■ Exercise details ■
For the records that follow, please set down exactly the lines between the one holding "hey real quick — box the leaf midrib" and the one holding "hey real quick — box the leaf stem", inclusive, and only those.

■ Information provided ■
Content starts

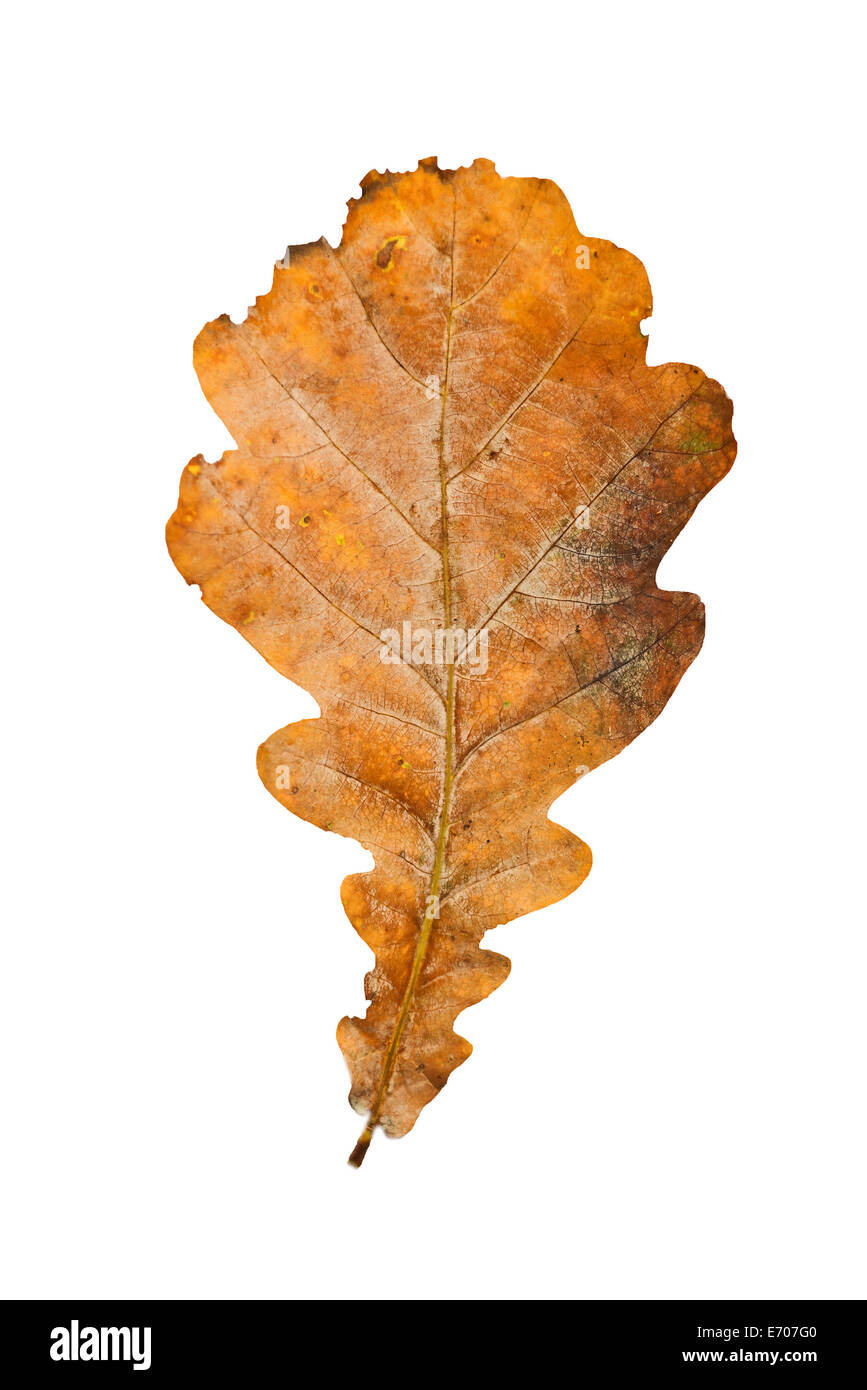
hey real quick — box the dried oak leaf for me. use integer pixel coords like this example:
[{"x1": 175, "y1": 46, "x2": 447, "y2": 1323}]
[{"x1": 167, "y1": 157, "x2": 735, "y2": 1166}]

Content ends
Content starts

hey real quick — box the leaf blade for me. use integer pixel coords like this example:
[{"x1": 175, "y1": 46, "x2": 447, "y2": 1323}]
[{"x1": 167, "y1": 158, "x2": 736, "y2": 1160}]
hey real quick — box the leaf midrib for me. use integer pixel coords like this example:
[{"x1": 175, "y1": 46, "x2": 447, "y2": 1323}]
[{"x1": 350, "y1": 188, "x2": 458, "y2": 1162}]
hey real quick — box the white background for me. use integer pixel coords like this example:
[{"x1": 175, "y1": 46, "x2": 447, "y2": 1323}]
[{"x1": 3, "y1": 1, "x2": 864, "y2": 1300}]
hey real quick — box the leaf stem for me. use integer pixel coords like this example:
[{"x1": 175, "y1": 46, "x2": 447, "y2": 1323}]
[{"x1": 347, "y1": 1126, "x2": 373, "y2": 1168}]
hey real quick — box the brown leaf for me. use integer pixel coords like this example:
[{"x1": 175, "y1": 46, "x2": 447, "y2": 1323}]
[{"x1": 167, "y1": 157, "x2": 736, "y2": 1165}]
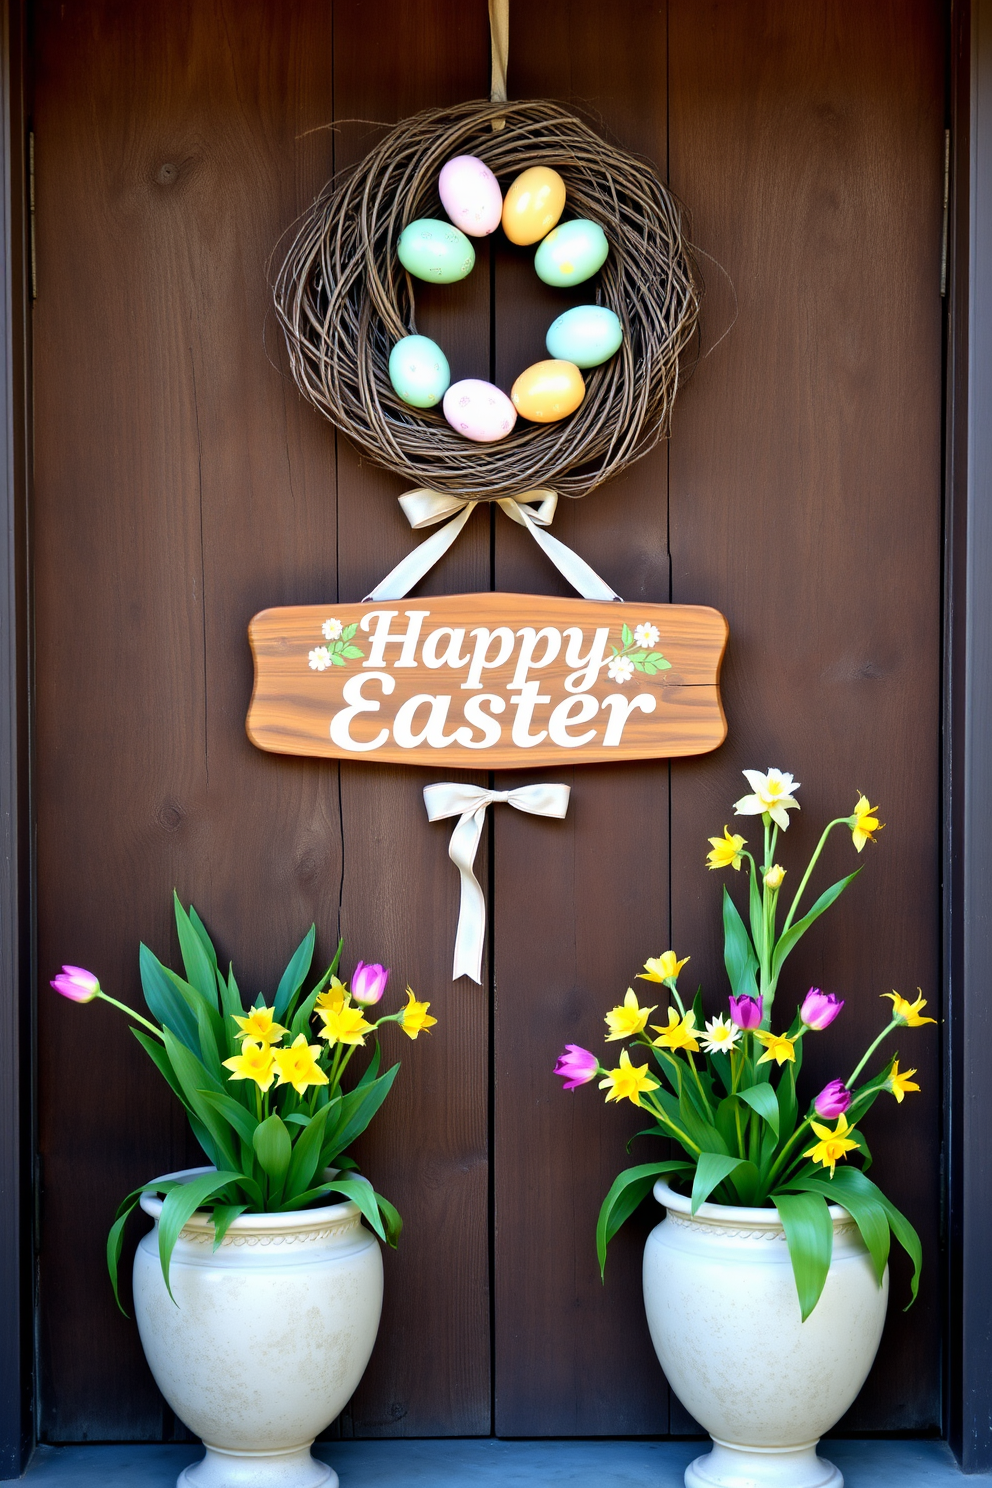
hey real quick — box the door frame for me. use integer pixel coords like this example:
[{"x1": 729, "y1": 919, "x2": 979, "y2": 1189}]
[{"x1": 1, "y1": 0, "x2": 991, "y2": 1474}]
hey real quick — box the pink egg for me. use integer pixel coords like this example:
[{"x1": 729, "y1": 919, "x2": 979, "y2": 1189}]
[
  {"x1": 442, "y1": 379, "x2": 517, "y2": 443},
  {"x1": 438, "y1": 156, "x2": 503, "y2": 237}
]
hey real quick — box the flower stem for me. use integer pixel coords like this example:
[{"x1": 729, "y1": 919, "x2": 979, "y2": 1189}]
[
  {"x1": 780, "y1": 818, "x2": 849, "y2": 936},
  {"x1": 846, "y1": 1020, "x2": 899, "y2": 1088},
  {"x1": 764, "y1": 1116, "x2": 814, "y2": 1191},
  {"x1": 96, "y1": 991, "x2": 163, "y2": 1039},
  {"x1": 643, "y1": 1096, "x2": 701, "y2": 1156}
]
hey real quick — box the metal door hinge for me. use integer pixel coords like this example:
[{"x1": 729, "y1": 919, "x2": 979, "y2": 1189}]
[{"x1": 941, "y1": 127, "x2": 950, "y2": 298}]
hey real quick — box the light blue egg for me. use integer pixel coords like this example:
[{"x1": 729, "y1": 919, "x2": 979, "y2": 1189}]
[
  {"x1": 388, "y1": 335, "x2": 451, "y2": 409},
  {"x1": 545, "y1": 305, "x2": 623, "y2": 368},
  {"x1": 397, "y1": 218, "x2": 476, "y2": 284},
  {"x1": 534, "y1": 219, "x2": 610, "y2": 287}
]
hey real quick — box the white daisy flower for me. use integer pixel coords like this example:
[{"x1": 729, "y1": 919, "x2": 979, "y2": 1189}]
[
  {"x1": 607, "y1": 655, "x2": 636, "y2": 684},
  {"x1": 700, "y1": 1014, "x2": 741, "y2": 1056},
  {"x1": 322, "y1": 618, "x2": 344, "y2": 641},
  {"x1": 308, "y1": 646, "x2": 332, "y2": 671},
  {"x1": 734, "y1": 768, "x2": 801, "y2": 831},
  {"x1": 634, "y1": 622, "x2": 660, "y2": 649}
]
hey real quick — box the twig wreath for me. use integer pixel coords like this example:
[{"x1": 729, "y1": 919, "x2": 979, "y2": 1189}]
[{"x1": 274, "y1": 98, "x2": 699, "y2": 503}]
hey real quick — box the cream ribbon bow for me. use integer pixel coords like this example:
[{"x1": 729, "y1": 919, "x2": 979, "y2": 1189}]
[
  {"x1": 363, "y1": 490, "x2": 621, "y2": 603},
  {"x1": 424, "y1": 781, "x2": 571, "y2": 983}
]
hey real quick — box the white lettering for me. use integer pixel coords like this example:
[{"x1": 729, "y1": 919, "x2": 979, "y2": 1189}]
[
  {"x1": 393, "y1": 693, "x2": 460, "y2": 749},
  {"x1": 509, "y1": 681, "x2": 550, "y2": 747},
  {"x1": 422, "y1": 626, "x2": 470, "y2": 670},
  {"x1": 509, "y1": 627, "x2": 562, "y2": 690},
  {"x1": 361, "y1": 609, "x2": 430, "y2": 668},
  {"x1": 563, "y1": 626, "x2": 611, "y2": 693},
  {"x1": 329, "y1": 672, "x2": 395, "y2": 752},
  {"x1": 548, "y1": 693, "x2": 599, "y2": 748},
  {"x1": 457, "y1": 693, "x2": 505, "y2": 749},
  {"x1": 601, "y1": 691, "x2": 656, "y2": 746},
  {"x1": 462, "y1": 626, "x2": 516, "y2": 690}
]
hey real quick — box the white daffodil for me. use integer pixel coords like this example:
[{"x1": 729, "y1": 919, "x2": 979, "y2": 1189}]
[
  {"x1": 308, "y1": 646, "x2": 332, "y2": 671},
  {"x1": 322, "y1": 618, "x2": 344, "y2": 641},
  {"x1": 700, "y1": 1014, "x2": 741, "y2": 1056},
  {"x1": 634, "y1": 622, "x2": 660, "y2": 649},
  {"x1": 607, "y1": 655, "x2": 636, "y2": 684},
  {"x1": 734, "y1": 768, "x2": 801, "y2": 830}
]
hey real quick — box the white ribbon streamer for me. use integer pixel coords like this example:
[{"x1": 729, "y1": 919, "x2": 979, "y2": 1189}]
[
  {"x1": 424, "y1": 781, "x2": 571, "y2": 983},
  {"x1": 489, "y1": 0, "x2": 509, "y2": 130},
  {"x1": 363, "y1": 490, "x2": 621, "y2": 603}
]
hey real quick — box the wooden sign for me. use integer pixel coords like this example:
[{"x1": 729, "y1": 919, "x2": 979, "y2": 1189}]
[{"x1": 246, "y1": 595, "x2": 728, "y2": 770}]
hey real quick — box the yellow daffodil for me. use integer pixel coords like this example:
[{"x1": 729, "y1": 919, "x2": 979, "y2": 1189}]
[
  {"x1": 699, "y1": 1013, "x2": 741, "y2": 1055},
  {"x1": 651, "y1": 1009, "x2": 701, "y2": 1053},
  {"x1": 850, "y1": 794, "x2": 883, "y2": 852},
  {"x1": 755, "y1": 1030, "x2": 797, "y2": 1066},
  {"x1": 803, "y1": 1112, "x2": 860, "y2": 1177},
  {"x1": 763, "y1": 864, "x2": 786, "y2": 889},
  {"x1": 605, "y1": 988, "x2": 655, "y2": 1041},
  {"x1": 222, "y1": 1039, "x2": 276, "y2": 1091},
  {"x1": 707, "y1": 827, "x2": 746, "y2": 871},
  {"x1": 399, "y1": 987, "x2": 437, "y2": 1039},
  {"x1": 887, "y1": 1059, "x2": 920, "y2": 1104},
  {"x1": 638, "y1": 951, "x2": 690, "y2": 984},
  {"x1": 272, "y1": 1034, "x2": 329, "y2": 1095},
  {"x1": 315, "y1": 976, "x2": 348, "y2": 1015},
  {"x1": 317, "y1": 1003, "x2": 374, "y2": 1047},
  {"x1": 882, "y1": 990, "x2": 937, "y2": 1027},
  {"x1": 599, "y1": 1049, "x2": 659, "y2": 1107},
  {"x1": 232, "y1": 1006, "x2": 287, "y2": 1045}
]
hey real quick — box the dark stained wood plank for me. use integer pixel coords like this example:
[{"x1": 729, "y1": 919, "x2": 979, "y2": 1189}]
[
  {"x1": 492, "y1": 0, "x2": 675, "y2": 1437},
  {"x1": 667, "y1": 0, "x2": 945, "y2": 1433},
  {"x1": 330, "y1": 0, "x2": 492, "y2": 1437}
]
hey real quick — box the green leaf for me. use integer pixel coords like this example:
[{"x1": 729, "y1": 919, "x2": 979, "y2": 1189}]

Content ends
Content starts

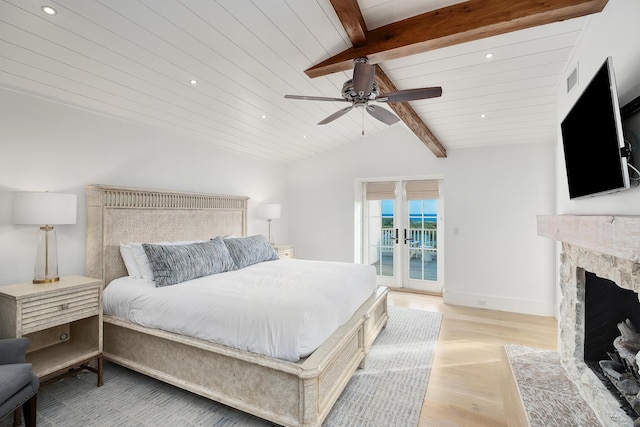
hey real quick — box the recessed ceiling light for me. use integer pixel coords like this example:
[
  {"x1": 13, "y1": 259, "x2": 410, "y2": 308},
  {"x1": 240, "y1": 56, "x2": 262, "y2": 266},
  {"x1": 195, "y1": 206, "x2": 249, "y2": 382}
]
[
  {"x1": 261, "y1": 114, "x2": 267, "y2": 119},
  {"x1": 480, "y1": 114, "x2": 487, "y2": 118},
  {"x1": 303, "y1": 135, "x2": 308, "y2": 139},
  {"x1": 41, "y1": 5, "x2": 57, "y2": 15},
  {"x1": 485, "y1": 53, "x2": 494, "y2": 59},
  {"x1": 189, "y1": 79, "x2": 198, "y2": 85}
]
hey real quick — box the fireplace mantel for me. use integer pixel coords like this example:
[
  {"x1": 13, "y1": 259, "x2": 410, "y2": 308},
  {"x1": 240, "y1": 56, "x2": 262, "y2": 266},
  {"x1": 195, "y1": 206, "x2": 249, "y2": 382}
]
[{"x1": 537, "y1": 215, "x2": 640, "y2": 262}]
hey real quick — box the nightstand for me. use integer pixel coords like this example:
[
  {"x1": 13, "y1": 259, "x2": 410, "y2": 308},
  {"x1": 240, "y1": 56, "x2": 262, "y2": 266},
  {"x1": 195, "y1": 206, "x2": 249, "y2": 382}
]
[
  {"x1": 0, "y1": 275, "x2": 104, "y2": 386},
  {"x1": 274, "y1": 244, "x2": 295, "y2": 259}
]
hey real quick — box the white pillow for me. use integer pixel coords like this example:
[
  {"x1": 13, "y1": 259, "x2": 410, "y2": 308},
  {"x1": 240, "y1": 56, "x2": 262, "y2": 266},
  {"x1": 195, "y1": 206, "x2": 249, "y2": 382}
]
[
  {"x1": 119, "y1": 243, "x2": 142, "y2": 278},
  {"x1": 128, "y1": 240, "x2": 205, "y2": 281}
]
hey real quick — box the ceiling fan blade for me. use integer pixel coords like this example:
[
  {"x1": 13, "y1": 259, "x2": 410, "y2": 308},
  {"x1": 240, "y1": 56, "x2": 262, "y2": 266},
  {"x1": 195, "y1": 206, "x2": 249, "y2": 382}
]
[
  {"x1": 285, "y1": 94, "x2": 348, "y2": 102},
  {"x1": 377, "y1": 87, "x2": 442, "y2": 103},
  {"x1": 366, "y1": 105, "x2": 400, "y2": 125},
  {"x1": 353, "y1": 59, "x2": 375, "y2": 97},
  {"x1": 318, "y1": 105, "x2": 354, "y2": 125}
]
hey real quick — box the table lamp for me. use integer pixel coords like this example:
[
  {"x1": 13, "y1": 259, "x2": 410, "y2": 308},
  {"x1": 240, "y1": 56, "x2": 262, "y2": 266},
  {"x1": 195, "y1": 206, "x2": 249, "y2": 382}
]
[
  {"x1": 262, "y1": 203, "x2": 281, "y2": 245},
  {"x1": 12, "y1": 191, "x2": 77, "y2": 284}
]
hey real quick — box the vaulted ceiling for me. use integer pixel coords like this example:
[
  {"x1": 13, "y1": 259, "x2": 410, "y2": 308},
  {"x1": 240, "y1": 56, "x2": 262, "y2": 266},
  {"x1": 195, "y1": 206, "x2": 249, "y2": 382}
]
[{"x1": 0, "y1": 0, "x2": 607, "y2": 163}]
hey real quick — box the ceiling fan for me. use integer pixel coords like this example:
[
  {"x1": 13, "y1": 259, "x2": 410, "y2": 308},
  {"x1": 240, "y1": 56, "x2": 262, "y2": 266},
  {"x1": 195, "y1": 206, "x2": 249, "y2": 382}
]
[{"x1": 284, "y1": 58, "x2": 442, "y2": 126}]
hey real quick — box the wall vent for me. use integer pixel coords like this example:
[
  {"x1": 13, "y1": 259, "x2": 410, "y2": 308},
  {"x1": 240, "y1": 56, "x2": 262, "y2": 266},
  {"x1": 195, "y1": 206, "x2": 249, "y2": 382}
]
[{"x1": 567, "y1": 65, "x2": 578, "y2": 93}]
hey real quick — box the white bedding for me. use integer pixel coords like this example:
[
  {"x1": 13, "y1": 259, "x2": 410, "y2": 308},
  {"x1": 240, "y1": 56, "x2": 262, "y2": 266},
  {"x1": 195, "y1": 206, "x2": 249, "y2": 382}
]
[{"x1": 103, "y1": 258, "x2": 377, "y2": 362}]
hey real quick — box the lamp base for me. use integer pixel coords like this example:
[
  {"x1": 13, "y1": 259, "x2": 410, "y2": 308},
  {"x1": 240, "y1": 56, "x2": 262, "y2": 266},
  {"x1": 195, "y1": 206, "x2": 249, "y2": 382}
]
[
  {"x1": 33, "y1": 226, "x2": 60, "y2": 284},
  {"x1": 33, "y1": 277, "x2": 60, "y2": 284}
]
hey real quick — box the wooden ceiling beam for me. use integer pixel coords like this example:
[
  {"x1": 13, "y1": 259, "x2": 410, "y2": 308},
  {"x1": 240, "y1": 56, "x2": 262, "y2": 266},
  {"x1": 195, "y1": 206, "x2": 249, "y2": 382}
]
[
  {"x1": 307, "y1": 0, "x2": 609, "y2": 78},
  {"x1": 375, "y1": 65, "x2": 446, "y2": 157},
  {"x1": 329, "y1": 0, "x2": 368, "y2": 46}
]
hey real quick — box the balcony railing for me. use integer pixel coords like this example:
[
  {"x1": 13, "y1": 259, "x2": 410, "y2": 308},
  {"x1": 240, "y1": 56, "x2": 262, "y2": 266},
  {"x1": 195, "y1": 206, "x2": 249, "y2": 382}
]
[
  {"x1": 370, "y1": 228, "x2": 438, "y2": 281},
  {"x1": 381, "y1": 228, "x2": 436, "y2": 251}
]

Content ends

■ Result below ■
hey real quick — box the leaf midrib for me. use integer pixel coords like this example:
[{"x1": 175, "y1": 46, "x2": 447, "y2": 1323}]
[{"x1": 350, "y1": 188, "x2": 458, "y2": 1162}]
hey real quick — box the white background for me. use integer pixel coords like this example:
[{"x1": 175, "y1": 46, "x2": 447, "y2": 1323}]
[{"x1": 3, "y1": 1, "x2": 864, "y2": 1300}]
hey real quick — box the leaf stem for me. use integer pixel coords like this example:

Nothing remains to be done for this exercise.